## Work to be completed
Resume the write-up on classifying German traffic signs with LeNet-5, continuing it from its final sentence.

## Page extract
----------------------------------------

Traffic-Sign-Classifier-using-Deep-Learning-LeNet-5

This project uses LeNet-5, a type of Convolutional Neural Network, to classify German traffic signs

The goals / steps of this project are the following:

Load the data set (see below for links to the project data set)
Explore, summarize and visualize the data set
Design, train and test a model architecture
Use the model to make predictions on new images
Analyze the softmax probabilities of the new images
Summarize the results with a written report

How does the algorithm work?

Let me explain the whole code, part by part.

Step 1: Dataset summary

The dataset comes from Ruhr University Bochum in Germany
After loading the dataset, I just explored and printed out some details of the dataset.
The number of training examples = 34799 (meaning there are 34,799 images of traffic signs in this dataset)
The size of test set is 12630
The shape of a traffic sign image is 32x32x3, meaning they are low-res RGB images.
The number of unique classes/labels in the data set is 43

Step 1.1: Visualizing the dataset

This part deals with visualizing the images in the dataset.
It displays random images from the training set

Step 2: Design and Test Model Architecture

In this step, I am designing and implementing a deep learning model that learns to recognize traffic signs. Training and testing the model is done using the German Traffic Sign Dataset.

LeNet-5, a type of CNN, is being used here. LeNet is a deep-learning model developed by Yann LeCun, more information can be found here.

There are various aspects to consider when thinking about this problem:

- Neural network architecture (is the network over or underfitting?)
- Preprocessing techniques (normalization, rgb to grayscale, etc)
- Number of examples per label (some have more than others).

Step 2.1: Pre-process the Dataset (normalization, grayscale, etc.)

Minimally, the image data should be normalized so that the data has mean zero and equal variance. For image data, (pixel - 128)/ 128 is a quick way to approximately normalize the data and can be used in this project.

Here, I am using a simple normalization technique -> (x-min)/(max-min) for all the pixels in the image.

What this does is it essentially normalizes the pixel values to between 0 and 1, thereby chaning contrast. Images before and after normalization are shown below:

In terms of contrast, after normalization, the black has become blacker, white has become whiter. The color separation is more clear now.

----------------------------------------

## Supplied entries
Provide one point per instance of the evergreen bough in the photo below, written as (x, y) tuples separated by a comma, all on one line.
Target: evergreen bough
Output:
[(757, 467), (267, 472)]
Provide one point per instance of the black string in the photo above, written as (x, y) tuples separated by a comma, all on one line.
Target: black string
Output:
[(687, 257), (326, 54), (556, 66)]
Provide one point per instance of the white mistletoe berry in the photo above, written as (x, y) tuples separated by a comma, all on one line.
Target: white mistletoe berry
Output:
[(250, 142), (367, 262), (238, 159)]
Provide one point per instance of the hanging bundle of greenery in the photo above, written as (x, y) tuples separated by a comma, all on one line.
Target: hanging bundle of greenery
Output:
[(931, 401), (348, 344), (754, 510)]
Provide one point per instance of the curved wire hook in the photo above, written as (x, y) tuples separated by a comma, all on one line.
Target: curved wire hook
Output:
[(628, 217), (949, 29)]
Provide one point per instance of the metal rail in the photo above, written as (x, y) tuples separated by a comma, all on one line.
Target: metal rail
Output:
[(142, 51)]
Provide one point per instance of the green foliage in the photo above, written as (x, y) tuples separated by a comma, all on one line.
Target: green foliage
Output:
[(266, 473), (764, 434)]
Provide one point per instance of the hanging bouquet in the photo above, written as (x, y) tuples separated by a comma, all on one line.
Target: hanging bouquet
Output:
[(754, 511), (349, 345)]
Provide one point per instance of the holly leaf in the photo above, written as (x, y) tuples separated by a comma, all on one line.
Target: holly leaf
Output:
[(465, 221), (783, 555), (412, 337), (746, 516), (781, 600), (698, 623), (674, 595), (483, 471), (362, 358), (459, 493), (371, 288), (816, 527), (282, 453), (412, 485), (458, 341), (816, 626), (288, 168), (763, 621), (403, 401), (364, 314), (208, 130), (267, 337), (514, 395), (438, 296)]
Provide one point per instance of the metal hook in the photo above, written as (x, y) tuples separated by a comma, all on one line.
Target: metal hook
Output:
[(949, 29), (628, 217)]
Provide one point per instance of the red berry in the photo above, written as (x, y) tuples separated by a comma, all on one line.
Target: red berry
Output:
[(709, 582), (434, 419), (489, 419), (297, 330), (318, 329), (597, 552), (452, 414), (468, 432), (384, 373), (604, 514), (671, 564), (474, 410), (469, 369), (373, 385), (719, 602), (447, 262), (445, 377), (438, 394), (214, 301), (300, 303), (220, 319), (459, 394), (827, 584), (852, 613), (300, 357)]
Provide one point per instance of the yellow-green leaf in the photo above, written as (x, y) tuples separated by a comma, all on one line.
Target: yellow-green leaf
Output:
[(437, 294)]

----------------------------------------

## Response to the task
While there are no major changes in color, normalizing the image helps the model to limit its range to between 0 and 1, i.e. instead of searching all pixel values from 0 to 255, it can limit its search to numbers between 0 and 1.

Further, I decided not to use grayscale in this case because traffic signs are also color-dependent, meaning red colored signs are usually stop or yield signs, yellow ones are usually cautionary and so on.

While I am aware converting it to grayscale would very likely have yielded a higher accuracy and maybe even made the model run faster, as the authors themselves have said in the paper, I chose not to for the simple reason that color has information in this dataset.

Step 2.2 Model architecture

Here is an image that shows the overall architecture of LeNet-5, taken from a paper published by Yann LeCun:

Layer	Description/Comments
Input	32x32x3 RGB (color) images
Convolution (5x5)	2 stride (or 2x2), valid padding, outputs 28x28x6
ReLU	Activation function
Max pooling	2x2 stride, outputs 14x14x6
ReLU	Activation function
Convolution (5x5)	2x2 stride, valid padding, outputs 10x10x16
ReLU	Activation function
Max pooling	2x2 stride, outputs 5x5x16
Convolution (1x1)	2x2 stride, valid padding, outputs 1x1x412
ReLU	Activation function
Fully connected	in 412, out 122
ReLU	Activation function
Dropout	Keep 0.5 or 50%
Fully connected	in 122, out 84
ReLU	Activation function
Dropout	Keep 0.5 or 50%
Fully connected	in 84, out 43(=unique classes)

Step 3: Training the model and tuning hyperparameters

I trained the model using LeNet with an additional convolutional layer towards the end. I used the Adam Optimizer, the learning rate was 0.004, for 25 epochs with a batch size of 156. These hyperparameters could possibly be even further tuned for better accuracies, but under the time constraints, this was the best I could do.

Step 4: Solution and the approach

I chose an iterative approach to arrive at my solution.

First off, I did not try the exact approach as outlined in the paper in the context of pre-processing and converting the colorspaces.
As mentioned earlier, I felt color had an important role to play in this dataset, so I retained the colorspace.
Dropout significantly improved accuracies. Pooling made it faster. I also added an additional layer of convolution which gave higher accuracies beyond 96.8% which is what I was seeing before doing so.
I tuned the epochs, batch size, learning rate and the dropout parameters.
- Increasing the epochs significantly increased the accuracies initially but ultimately started saturating and overfitting.
- Learning rate was a fiddly parameter. There was no single value that resulted in extremely high values.
- Batch size did not seem to affect accuracies beyond 156.

I plotted a figure to track the variations in accuracy for each epoch. This allowed me to decide a stopping point for the epochs beyond which the accuracies were not improving. I did this for both validation and training accuracies.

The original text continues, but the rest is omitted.